### Text section
Jingle Bells in Savannah? Who knew? John Harris, that’s who. On a visit to Savannah he learned the genesis of the popular holiday song, took scraps of history, added a bit of social commentary and ‘what if?’ and came up with Jingle Bells: How the Holiday Classic Came to Be, illustrated by Adam Gustavson (Peachtree.) The composer, John Pierpont, was a Yankee Unitarian minister in the 1850s, presiding over a congregation that included a few African Americans, so we get a brick through the church window to point out the atmosphere of the time and place. But overall this is a story of nostalgia and celebration.
How do you write a biography about someone who spends his life sitting around making up languages and writing fantasy stories? If you’re Alexandra Wallner, you elicit the help of your husband, illustrator John Wallner who creates a board game that runs through the pages filled with magical creatures, strange letters and words, and playing cards that portray the real and fantasy worlds of J.R.R. Tolkien (Holiday House.) The “game” is the life and books of the author, born on the South African veldt filled with scary animals, raised in the bucolic English countryside (think Shire,) and ending up as an Oxford don creating the vast world of The Lord of the Rings. It’s a good story, made fantastical by the artwork.
[Aside: Reading Tolkien’s wonderful Father Christmas Letters became an annual tradition in our house. These letters written over twenty years to the Tolkien children are filled with elves and goblins and the clumsy but lovable North Polar Bear. Tolkien illustrates them as well.]
The story of Belle, The Last Mule at Gee’s Bend, is told to a young boy in the voice of an older woman, Belle’s owner. It’s a poignant history of the people of Gee’s Bend, Alabama, and how Martin Luther King inspired them to vote and march for civil rights back in the 1960s. And Belle? When the sheriff closed the ferry that took the people to the polls, Belle and her colleagues hauled wagons the long way around. Then, in 1968, she pulled the cart with King’s coffin during his funeral procession. The voice here is slow and steady, just like Belle, and mesmerizing too. Belle… is written by Calvin Alexander Ramsey and Bettye Stroud, illustrated by John Holyfield (Candlewick.)
######
### Records shown
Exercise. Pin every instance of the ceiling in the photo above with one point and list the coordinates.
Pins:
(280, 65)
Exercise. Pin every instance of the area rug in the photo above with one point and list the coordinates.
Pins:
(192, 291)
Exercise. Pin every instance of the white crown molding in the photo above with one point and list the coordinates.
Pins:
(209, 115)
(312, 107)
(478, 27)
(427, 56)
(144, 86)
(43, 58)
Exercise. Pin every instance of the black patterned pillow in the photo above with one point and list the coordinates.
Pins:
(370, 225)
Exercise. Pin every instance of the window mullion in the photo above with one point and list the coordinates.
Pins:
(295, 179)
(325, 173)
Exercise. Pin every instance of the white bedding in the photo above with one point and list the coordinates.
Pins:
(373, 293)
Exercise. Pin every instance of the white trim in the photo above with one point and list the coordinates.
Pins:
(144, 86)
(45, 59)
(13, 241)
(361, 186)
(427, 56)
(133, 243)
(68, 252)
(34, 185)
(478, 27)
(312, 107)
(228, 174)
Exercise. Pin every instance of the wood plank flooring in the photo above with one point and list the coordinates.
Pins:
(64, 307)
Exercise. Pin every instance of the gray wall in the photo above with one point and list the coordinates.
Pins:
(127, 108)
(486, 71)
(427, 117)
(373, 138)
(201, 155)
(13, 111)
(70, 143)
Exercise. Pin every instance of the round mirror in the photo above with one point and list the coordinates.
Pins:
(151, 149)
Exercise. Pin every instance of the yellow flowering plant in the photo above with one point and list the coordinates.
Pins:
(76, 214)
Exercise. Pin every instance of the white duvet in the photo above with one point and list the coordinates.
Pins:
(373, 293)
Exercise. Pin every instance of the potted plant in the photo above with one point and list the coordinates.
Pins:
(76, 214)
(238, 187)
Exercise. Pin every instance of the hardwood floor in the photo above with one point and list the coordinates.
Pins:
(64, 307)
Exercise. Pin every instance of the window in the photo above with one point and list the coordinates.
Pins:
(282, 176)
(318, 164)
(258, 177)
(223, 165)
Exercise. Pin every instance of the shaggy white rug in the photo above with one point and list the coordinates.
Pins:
######
**What this exercise asks:**
a: Answer these questions from the children's book reviews:
(i) Who illustrated Jingle Bells: How the Holiday Classic Came to Be?
(ii) Where was J.R.R. Tolkien born?
(iii) In what year did Belle pull the cart carrying King's coffin?
b: Carry on the children's book reviews from the point where they stop.

**Exercise results:**
a:
(i) Adam Gustavson
(ii) On the South African veldt
(iii) 1968

b:
The Christmas Coat: Memories of My Sioux Childhood, told in third person, is author Virginia Driving Hawk Sneve’s own story, illustrated by Ellen Beier (Holiday House). We enter the bleak frigid Midwestern winter world with children wearing drab clothes that don’t fit anymore, waiting for the “Theast” box of used clothes to arrive from New England at Christmas. We also see the joyful and colorful indoor life of these Sioux families, as Virginia’s family dresses up to dance to music on the radio, and young Three Kings wear Sioux feather headdresses in the Nativity play. Will Virginia get a new coat that fits her from Theast box this year – that beautiful silver fur, or a red one with a hood that she longs for?
How about this for a new twist on an old topic – Green Bible Stories for Children by Tami Lehman-Wilzig, illustrated by Durga Yael Bernhard (Kar-Ben.) The linkages are ingenious – Noah and biodiversity; Abraham, Lot, and sustainable grazing; God, Moses and crop rotation. The tone is colloquial: “One day God told Moses, “I’ve decided that the Sabbath is not only for humans.”” Activities are added to each story – sprouting seeds, recycling, saltwater experiments and more. Green Bible Stories… illustrates that ecological problems and solutions have a long history.
1 comment:
Thanks Gretchen, These books look great. I especially can't wait to get my hands on The Last Mule and Tolkien's bio. Happy Holiday Reading!